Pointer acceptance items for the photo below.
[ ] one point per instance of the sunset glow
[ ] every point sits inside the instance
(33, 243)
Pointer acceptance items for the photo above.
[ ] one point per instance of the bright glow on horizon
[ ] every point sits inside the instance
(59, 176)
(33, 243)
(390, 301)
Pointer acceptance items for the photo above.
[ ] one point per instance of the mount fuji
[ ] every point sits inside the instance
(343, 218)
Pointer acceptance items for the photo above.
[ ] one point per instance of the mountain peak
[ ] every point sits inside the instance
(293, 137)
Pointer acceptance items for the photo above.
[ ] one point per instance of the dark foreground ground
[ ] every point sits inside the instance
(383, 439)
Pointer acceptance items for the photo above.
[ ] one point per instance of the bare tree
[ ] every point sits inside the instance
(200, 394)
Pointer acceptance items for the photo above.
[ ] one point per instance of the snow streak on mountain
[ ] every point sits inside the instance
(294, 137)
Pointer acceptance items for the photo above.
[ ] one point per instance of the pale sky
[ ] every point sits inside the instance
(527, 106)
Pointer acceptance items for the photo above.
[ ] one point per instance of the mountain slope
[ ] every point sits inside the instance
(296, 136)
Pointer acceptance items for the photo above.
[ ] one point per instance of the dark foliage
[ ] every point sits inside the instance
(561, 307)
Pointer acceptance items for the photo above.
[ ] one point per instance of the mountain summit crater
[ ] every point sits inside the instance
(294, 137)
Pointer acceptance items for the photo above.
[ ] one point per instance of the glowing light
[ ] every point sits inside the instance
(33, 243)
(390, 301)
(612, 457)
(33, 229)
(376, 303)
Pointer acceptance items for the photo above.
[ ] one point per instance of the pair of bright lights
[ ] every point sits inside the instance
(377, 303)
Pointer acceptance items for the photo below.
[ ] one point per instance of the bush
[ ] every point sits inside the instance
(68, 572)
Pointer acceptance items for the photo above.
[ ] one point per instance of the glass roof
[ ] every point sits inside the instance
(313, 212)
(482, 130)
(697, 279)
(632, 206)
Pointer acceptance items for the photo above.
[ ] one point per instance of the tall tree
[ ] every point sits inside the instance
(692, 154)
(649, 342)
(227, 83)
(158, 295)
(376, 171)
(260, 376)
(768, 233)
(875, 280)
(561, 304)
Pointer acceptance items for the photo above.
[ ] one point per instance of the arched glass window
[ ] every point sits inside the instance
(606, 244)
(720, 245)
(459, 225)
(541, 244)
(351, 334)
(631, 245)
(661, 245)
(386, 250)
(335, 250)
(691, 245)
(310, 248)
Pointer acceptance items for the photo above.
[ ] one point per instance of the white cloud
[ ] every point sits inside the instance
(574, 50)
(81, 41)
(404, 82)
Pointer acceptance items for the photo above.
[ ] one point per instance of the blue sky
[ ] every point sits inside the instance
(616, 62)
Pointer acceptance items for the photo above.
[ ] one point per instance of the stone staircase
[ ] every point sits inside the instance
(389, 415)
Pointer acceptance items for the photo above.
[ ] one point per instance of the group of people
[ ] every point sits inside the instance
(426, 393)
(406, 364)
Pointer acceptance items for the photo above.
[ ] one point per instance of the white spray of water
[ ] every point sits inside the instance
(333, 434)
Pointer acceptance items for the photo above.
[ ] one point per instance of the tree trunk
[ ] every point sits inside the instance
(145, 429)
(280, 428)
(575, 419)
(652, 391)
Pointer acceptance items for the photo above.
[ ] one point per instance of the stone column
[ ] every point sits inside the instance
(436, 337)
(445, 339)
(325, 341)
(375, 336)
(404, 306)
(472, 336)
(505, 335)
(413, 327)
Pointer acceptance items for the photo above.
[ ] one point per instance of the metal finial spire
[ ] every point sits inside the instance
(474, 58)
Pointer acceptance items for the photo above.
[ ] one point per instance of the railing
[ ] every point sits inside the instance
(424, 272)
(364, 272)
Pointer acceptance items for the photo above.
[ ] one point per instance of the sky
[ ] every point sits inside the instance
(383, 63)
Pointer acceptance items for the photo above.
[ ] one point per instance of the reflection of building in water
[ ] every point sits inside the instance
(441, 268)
• • •
• [Brief]: Could you repeat exactly the lines above from the line with "[ ] one point per instance of the glowing" up to and including the line with "[ ] one point per instance of the bush", and only those?

• [Answer space]:
[ ] one point per instance of the glowing light
[ ] every point sits inside the instance
(33, 243)
(390, 301)
(612, 457)
(33, 229)
(376, 303)
Pointer acceptance items for the photo above.
[ ] one point per instance of the pair of bright lights
[ ] every point sits inside the instance
(377, 303)
Pointer acceptance items for the photo below.
[ ] one point per instance of the bush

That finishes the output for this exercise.